Fragmento mostrado:

+===+

Hoy es viernes, 6 a.m., viajo de mi pequeña ciudad, Santo Tomás de Villanueva, a Barranquilla, viajo en un autobús, que se detiene en cada pueblo que visita en la ruta a recoger y descargar pasajeros: Sabanagrande, Malambo, soledad, Barranquilla.

 

Cuando salgo de casa, lo primero que observo es la bandera de Colombia, alegrando la vivienda de enfrente. Entonces es cuando recuerdo que hoy juega la selección Colombia. Y debo confesar, en primer lugar, que el fútbol dejó de ser una pasión desbordante en mi vida. Me gusta la selección, pero no tanto, quizá porque soy muy austero existencialmente hablando. Hay otras cosas que me matan, un libro, por ejemplo, o el silencio de casa, o frases (aforismos) que le tuercen el pescuezo a la realidad, o poemas que le abren los ojos al alma. En fin, hoy juega la selección.

 

Cuando ingreso al autobús, lo primero que observo es la mancha amarilla, más de la mitad de los pasajeros, llevan puesta la camiseta de la selección Colombia; imagino que van para la universidad, algunos, otros para el trabajo. Desde jovencitas y gente adulta. Y en cada parada que realiza el aparato transportador, más gentes suben luciendo los colores de la selección. Es como si el mundo hubiese decidido rendirle un homenaje al color del sol, no al sol, que amenaza con chamuscarle la piel al mundo.

+===+

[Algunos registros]

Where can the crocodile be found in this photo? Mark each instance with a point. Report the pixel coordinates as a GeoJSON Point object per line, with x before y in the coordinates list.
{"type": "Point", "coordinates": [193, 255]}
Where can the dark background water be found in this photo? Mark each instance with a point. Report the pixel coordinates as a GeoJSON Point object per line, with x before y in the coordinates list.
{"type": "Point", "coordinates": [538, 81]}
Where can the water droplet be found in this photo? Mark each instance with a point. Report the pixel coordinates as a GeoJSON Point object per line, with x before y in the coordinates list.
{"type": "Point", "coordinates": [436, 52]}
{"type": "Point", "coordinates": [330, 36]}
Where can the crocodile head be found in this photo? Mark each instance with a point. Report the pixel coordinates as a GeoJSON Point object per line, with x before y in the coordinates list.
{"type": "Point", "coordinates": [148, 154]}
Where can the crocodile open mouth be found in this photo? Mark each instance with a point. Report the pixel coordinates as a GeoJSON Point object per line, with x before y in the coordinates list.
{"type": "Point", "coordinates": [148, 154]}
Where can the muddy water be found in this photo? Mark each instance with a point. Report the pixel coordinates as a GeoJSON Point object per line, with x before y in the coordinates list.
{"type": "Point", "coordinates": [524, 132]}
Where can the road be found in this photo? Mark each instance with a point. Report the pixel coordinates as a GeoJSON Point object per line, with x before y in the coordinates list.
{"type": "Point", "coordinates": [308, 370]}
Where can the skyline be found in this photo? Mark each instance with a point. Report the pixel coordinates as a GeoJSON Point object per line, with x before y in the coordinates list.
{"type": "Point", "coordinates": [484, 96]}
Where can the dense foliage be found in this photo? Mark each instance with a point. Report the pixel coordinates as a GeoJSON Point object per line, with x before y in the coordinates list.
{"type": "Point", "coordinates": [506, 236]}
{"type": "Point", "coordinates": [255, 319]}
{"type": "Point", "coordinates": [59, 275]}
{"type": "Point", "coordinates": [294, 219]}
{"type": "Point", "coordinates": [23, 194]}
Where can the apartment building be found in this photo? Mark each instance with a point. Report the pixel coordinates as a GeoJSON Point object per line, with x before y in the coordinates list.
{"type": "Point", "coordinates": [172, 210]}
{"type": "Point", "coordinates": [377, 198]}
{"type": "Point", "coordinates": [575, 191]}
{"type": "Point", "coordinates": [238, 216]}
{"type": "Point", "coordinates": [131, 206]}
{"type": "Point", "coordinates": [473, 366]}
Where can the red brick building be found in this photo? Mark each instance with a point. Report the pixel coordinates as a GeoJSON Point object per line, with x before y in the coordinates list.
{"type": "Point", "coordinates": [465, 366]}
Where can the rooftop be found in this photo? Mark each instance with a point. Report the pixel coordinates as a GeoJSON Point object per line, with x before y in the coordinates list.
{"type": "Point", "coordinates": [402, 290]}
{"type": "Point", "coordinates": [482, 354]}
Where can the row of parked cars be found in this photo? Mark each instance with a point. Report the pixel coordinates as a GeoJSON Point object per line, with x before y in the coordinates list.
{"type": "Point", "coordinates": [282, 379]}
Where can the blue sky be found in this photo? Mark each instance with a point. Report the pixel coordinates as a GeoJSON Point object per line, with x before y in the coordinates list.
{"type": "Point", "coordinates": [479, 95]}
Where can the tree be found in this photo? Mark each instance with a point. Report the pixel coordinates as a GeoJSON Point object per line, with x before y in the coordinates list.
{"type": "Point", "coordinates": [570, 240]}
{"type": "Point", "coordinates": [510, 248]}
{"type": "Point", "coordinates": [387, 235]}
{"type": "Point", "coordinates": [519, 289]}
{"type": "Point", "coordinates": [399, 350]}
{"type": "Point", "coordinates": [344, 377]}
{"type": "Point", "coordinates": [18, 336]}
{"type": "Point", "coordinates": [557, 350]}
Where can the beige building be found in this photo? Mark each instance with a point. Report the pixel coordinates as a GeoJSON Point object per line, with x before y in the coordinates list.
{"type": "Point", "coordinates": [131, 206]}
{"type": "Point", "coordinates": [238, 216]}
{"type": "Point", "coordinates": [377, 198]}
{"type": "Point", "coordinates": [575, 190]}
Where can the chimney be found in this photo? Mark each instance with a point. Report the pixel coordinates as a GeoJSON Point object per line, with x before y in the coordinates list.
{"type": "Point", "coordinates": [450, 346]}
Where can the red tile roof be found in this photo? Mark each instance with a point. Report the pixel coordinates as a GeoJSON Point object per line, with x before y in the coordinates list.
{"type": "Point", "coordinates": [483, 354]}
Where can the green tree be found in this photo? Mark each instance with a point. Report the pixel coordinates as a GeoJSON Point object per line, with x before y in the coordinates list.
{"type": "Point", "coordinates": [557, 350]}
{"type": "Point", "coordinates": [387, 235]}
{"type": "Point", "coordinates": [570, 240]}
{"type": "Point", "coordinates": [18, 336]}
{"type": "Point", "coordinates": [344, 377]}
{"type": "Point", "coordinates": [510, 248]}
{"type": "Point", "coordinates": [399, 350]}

+===+

Problema planteado 1: Indica cuántas líneas de los registros contienen la palabra "crocodile", teniendo en cuenta mayúsculas y minúsculas. Responde únicamente con el número.
Problema planteado 2: Continúa el relato del viaje en autobús a Barranquilla a partir de su última oración.

Resultado del ejercicio 1: 3

Resultado del ejercicio 2:
En Barranquilla, la mancha se expande entre los colores de los taxis y los trajes de la gente; este color ilumina la ciudad, le da otra energía, que se traduce en la alegría de la urbe. En el taxi que me conduce lentamente a la universidad, cuatro personas llevan el color de la selección, el único diferente soy yo; entonces me embarga un sentimiento raro, de anormalidad, y me pregunto extrañamente por qué. No es la primera vez que me ocurren estas cosas. En otras circunstancias, por ejemplo, me molesta el uso del himno nacional  para cualquier cosa y decido no levantarme del puesto para no entonarlo. Además, he terminado filtrando la concepción de patria, hasta reducirla a lo que es: tierra, aire y viento. No soldadesca ni gobierno.

 

En la universidad, el amarillo persiste en insuflarnos la alegría del triunfo, que se advierte en los rostros de las gentes, en la fuente rauda de los autos y en el color de la ciudad. El grito del gol, en esas horas de la mañana, todavía estaba ahogado en las gargantas de los aficionados. Las horas de clase estuvieron en cada minuto, sometidas a la presión excitante del partido. Llegamos a un acuerdo con la profesora: la jornada se prolongaría hasta la una de la tarde. Terminada la jornada académica, algunos salieron para el estadio y otros para casa, yo en este último grupo.

  

De regreso a Santo Tomás de Villanueva, observé que Barranquilla estaba más calmada, seguramente recogida en el Estadio Metropolitano, o en el vientre de cada vivienda de barrio. El viaje fue más rápido y el color amarillo persistía con terquedad en ser un símbolo del contagio y el futuro triunfo de la selección. Ahora, los que retornábamos a las fuentes de la seguridad familiar, deseábamos llegar justo a tiempo para verlo por la pantalla negra del televisor.

 

En mí ser, sin quererlo, había desaparecido el sosiego y terminé por engullir el almuerzo: la selección, como los deportistas de las olimpiadas de Londres, y como los mismos goles de falcao en España, habían hecho el milagro: otra vez me sentía plenamente colombiano y mi nacionalidad como bandera roja, se enarbolaba otra vez en mí pecho. El resto ustedes lo saben muy bien: Colombia ganó el viernes.